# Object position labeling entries
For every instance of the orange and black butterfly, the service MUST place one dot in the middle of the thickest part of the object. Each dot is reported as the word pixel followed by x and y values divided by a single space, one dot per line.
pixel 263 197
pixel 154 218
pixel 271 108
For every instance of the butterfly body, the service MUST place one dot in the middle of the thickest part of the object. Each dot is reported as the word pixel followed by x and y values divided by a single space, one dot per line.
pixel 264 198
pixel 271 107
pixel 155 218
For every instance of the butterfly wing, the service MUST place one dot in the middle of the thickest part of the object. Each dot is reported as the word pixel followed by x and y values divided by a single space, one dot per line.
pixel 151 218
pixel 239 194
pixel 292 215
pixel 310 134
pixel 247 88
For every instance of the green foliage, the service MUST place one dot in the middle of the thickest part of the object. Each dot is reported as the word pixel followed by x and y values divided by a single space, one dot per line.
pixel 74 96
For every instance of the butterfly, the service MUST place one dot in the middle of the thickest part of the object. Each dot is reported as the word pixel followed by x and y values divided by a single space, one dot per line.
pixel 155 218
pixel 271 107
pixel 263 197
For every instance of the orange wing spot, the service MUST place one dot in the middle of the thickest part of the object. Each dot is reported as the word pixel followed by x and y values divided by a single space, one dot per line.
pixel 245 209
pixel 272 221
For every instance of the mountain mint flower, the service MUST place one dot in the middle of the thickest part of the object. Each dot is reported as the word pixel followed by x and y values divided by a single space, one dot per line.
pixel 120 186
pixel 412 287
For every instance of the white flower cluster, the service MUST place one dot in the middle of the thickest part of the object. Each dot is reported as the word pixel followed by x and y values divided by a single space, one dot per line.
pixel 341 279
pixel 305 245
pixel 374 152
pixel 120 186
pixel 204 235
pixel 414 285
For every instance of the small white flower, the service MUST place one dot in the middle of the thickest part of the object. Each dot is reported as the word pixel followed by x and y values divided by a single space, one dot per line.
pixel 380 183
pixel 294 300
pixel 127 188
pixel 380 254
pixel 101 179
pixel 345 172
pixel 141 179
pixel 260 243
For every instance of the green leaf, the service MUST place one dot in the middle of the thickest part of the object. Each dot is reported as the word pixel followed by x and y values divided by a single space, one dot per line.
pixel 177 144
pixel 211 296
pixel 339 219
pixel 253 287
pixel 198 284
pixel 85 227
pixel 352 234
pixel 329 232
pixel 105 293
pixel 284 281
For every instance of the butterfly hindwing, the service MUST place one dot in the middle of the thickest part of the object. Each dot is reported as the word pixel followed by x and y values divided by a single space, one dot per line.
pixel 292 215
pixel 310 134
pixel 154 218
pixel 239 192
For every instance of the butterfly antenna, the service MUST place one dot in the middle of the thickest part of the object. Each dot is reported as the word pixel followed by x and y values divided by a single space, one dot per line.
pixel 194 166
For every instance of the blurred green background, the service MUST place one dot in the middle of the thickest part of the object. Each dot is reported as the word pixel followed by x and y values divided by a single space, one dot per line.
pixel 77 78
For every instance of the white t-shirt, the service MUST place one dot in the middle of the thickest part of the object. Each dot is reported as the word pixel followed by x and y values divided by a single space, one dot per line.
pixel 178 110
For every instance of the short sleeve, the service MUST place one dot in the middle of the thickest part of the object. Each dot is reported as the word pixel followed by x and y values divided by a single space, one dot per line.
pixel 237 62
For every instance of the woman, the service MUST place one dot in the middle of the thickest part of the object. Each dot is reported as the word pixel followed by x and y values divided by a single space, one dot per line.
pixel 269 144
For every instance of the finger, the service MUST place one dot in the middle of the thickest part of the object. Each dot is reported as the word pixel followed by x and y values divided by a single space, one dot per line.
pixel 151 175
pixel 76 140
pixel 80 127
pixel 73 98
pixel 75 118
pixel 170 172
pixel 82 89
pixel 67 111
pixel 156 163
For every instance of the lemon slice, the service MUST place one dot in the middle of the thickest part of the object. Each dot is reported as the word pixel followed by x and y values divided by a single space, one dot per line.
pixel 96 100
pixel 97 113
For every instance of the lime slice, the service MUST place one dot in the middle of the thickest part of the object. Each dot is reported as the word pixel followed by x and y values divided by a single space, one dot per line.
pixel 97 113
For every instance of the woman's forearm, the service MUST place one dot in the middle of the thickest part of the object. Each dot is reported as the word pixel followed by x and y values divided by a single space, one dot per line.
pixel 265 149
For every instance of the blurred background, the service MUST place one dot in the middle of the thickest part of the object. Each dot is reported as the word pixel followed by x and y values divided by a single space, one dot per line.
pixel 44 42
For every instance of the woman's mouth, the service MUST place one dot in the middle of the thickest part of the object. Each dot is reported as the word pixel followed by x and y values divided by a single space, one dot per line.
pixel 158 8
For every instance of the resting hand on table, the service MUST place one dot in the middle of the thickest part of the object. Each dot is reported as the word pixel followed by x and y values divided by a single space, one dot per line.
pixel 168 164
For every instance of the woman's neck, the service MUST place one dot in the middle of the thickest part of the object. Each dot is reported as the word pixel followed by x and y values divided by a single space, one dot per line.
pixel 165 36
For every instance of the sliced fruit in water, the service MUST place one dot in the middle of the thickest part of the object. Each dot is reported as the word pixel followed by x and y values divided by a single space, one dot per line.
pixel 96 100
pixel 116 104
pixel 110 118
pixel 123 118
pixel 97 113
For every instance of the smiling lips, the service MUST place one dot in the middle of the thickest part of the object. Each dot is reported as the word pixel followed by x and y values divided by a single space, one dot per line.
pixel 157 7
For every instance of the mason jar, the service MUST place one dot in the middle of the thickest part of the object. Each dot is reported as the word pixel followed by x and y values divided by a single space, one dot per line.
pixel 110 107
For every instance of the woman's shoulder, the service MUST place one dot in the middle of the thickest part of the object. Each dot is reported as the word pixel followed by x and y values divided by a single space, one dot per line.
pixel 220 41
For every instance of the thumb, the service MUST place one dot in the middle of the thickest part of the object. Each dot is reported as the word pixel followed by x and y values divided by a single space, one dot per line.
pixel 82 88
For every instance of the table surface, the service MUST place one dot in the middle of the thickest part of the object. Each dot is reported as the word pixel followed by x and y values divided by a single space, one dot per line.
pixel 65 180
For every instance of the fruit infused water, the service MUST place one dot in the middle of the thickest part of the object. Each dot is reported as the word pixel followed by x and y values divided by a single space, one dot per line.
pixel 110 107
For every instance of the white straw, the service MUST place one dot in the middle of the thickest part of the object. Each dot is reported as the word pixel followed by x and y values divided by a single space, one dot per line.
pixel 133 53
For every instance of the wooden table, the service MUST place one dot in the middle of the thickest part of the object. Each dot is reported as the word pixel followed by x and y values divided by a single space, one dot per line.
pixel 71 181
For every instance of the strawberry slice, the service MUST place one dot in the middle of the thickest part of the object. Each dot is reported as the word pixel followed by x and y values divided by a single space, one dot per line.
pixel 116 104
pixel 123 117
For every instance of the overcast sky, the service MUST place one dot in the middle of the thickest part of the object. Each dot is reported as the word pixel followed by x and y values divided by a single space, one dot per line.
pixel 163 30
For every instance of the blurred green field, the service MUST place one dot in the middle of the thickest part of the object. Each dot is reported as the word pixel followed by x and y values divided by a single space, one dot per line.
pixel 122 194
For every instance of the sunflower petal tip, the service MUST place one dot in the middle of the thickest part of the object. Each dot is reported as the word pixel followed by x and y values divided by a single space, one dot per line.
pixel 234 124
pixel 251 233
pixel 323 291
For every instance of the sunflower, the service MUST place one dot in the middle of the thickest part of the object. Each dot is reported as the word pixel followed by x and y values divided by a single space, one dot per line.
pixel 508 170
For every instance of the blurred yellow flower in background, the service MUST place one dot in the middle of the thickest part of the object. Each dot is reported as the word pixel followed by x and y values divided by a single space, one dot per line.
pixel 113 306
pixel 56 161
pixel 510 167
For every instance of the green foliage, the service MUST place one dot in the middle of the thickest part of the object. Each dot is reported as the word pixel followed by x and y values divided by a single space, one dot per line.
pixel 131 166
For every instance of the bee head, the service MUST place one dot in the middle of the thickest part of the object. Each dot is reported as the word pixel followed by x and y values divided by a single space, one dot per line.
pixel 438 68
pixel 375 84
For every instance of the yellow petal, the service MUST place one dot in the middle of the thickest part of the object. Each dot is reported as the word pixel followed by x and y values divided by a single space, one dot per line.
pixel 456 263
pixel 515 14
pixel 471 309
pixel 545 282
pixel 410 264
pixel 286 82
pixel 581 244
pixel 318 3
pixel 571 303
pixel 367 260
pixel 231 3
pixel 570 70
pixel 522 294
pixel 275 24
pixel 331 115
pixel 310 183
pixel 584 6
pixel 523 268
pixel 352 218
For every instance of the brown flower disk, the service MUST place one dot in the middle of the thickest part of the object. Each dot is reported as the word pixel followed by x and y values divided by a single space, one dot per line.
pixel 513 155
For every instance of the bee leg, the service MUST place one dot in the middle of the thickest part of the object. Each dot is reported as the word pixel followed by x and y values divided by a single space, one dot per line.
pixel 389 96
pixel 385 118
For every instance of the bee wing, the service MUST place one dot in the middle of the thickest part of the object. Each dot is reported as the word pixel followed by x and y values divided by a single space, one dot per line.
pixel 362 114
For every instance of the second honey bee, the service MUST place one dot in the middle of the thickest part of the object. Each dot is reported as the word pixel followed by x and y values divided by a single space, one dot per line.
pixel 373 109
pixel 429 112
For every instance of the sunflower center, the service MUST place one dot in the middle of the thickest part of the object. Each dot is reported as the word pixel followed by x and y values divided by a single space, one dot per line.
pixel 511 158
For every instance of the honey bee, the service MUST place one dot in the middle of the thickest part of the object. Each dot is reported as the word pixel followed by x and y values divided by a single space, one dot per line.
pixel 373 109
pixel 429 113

# TASK TO COMPLETE
Reproduce the material from its first line through the line containing "pixel 412 287", including that line.

# IN RESPONSE
For every instance of the orange and black butterfly, the service MUST place one dot in the middle of the thickest part of the object. Each dot is reported as the word pixel followed by x and y values divided by a single space, one dot per line.
pixel 263 197
pixel 154 218
pixel 271 108
For every instance of the butterfly body, the service MUST place one dot in the middle of the thickest part of the object. Each dot is reported as the word pixel followed by x and y values divided by a single space, one dot per line.
pixel 264 198
pixel 271 107
pixel 155 218
For every instance of the butterfly wing, the service MUST place one dot in the middle of the thickest part of the object. Each dot is reported as the word pixel followed by x and y values divided by a single space, one dot per line.
pixel 151 218
pixel 239 194
pixel 292 215
pixel 310 134
pixel 247 88
For every instance of the green foliage, the service MUST place one dot in the middle of the thickest part of the object. Each dot is reported as the word pixel followed by x and y values divided by a single space, one dot per line.
pixel 74 96
For every instance of the butterfly, the service MUST place one dot in the middle of the thickest part of the object. Each dot is reported as the word pixel followed by x and y values divided by a single space, one dot per line.
pixel 155 218
pixel 271 107
pixel 263 197
For every instance of the orange wing spot, the service MUST place one dot in the middle of the thickest part of the object. Each dot is reported as the word pixel followed by x and y values divided by a single space, one dot per line.
pixel 245 209
pixel 272 221
For every instance of the mountain mint flower, the service MUST place one dot in the middle of the thickest part of the object. Each dot is reported as the word pixel followed by x and y values divided by a single space, one dot per line.
pixel 120 186
pixel 412 287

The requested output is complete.